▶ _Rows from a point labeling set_
>>>>

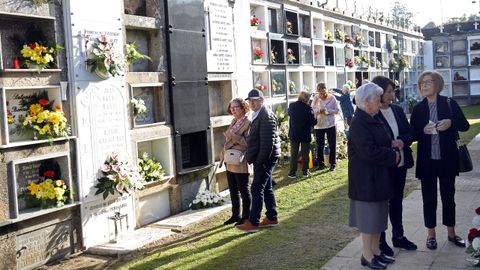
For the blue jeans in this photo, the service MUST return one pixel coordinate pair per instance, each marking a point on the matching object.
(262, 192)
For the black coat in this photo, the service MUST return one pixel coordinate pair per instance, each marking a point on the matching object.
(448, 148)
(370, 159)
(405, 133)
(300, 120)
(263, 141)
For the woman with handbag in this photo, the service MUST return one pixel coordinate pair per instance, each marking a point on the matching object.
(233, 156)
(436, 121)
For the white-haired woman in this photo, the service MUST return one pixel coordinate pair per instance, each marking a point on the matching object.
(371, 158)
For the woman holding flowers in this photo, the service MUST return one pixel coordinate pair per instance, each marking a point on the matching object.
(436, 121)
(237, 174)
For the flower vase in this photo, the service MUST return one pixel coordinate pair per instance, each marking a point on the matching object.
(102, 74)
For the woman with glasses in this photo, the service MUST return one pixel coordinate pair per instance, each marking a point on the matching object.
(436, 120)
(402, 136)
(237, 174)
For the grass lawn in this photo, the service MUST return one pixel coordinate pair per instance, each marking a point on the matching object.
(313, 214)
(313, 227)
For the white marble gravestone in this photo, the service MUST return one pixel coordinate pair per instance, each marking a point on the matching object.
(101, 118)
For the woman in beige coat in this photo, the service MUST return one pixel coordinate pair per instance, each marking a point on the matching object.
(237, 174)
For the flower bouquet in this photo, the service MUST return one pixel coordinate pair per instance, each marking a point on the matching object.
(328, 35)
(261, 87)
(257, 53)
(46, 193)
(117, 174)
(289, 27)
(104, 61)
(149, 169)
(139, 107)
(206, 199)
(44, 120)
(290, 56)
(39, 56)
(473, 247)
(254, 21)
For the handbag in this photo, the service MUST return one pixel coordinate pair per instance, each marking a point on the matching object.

<<<<
>>>>

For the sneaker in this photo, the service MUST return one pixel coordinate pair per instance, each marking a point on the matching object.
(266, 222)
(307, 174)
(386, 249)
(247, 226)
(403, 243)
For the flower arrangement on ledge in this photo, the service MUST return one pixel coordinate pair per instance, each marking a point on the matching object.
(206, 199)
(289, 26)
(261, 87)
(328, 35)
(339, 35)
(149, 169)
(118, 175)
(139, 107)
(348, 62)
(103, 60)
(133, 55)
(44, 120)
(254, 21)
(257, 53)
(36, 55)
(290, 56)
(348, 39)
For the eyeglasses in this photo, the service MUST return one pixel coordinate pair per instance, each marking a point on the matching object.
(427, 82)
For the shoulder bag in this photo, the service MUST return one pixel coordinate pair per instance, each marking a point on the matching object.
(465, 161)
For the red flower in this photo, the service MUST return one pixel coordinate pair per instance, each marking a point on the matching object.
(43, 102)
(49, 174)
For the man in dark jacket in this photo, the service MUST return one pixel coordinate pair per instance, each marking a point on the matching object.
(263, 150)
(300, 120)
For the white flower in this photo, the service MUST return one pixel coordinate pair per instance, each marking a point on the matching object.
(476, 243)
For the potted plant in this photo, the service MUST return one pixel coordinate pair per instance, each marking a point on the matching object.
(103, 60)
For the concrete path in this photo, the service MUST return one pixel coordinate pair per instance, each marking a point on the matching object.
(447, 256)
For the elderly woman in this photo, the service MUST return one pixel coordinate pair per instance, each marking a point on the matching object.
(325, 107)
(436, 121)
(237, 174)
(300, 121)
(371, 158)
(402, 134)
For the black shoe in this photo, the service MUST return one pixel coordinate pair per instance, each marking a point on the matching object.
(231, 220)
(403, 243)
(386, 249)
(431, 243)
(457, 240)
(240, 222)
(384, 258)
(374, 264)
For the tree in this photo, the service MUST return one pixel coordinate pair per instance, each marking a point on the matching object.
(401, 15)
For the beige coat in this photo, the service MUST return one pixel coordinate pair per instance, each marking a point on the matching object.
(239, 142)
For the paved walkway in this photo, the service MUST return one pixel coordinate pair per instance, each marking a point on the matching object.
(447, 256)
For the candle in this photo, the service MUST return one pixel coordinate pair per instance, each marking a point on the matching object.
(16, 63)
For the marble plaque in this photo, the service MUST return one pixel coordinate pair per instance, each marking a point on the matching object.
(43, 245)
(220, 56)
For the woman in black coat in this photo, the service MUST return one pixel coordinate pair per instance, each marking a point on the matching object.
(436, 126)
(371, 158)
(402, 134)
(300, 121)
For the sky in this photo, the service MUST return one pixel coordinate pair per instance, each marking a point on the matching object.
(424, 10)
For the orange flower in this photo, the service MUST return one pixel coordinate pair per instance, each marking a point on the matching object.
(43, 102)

<<<<

▶ _Task statement_
In the part that opens with the line containing "For the woman with glasses" and closes with the line containing "For the handbag", replace "service" with "endpoint" and leave everything else unchanged. Return only that part.

▶ _Solved exercise_
For the woman with glasses in this photo, the endpoint MUST return one pixel coordinate pair per instance, each marking a point on the matching object.
(436, 120)
(402, 136)
(237, 174)
For the grass lawn in this photo, the endpoint MUST return one pixel coordinate pair per instance, each marking a point on the matching object.
(313, 214)
(313, 227)
For the white marble gravestone in this photo, the endpoint MUST return one pixel coordinate pair per instance, each marking a point on the matching object.
(101, 118)
For the woman in beige coat in this photo, the endpoint MUST return one pixel coordinate pair per instance, each marking a point on the matching object.
(237, 174)
For the flower bouquet in this photo, the endpoint MUST return one pixel coordinate pair per instance, each marking a point on the matching object.
(328, 35)
(261, 87)
(257, 53)
(46, 193)
(117, 174)
(289, 27)
(104, 61)
(149, 169)
(139, 107)
(206, 199)
(44, 120)
(290, 56)
(39, 56)
(473, 247)
(254, 21)
For the handbag in this photo, the endpoint MUST return one pixel coordinate pair per instance, each marking a point on the matching object.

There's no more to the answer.